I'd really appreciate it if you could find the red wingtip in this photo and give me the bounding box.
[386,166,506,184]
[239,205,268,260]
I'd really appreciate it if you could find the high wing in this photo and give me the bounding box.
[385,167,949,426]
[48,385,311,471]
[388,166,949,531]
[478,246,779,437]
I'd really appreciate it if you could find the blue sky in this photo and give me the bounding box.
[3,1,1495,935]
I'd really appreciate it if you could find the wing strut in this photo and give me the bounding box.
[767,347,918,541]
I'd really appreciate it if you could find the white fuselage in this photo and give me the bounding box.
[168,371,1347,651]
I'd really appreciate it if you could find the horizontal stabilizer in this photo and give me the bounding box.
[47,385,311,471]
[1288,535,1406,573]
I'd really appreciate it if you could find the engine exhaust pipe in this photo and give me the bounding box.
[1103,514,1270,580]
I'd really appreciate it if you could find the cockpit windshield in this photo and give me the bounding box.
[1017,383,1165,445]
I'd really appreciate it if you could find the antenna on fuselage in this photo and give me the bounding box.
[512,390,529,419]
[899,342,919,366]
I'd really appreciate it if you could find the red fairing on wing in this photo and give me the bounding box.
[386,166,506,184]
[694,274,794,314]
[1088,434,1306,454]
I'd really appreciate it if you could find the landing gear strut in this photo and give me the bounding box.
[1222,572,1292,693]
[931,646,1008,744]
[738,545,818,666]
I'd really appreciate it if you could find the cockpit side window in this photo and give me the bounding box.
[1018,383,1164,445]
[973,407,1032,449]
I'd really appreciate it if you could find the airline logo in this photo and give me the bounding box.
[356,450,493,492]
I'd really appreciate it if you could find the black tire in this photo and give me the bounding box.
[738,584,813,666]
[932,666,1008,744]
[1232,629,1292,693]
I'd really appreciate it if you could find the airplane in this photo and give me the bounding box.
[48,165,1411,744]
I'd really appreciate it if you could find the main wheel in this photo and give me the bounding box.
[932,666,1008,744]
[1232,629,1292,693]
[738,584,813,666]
● ● ● ●
§ The task: Return every entry exactly as given.

§ Result for this task:
I'd really appreciate it if you could find the red wingtip in this photo and give me the bounding box.
[386,166,506,184]
[239,205,268,260]
I'd really appreciate it if you could find the high wing in this photo and give me the bounding box.
[385,167,949,426]
[48,385,311,471]
[388,166,949,531]
[478,246,779,437]
I'd really appreciate it if you could find the blue sky in this photo and give me the bounding box.
[3,1,1495,935]
I'd really appreciate it if you could find the wing strut in this photo and give me the bounding box.
[767,347,918,541]
I'd really appreciate it if you could find the white fuselage in this photo and give me the bounding box.
[168,371,1347,651]
I'd really appreciate it if you could find the horizontal stabilizer in this photo and give me the bounding box.
[47,385,311,471]
[1288,535,1406,573]
I'd really appreciate it if you could find the engine exhaust pipe in this photo and give me the bounding box.
[1103,514,1270,580]
I'd really appreciate it if you could find the cockpit windshield in this photo and give me the bounding box.
[1017,383,1165,445]
I'd really appreciate it if you could find the antenna on fuselage in this photo and give me the bounding box.
[512,390,529,419]
[899,342,919,366]
I'd really appreciate it if you could find the red fairing on wing in this photo and give me the bounding box.
[386,166,506,184]
[694,274,794,314]
[1088,434,1306,454]
I'd really appreciate it if you could find the landing gear strut in this photo and give me the bounding box.
[1222,572,1292,693]
[931,646,1008,744]
[738,545,818,666]
I'd really appreciate it if you could find the cockpit side window in this photo and give me the bounding box.
[1018,383,1164,445]
[973,407,1032,449]
I'd really appreciate it if you could find the airline logo in this photo and give me the bounding box.
[356,450,493,492]
I'd really appreciate it if you could find the black tire in this photo and give me the bounding box.
[738,584,813,666]
[932,666,1008,744]
[1232,629,1292,693]
I'd really appreciate it if you could find the airplane in this photo and give me the bounding box.
[48,165,1411,744]
I'd really appreciate it if you could find the main wheel in this photo and give me the bounding box.
[932,666,1008,744]
[1232,629,1292,693]
[738,584,813,666]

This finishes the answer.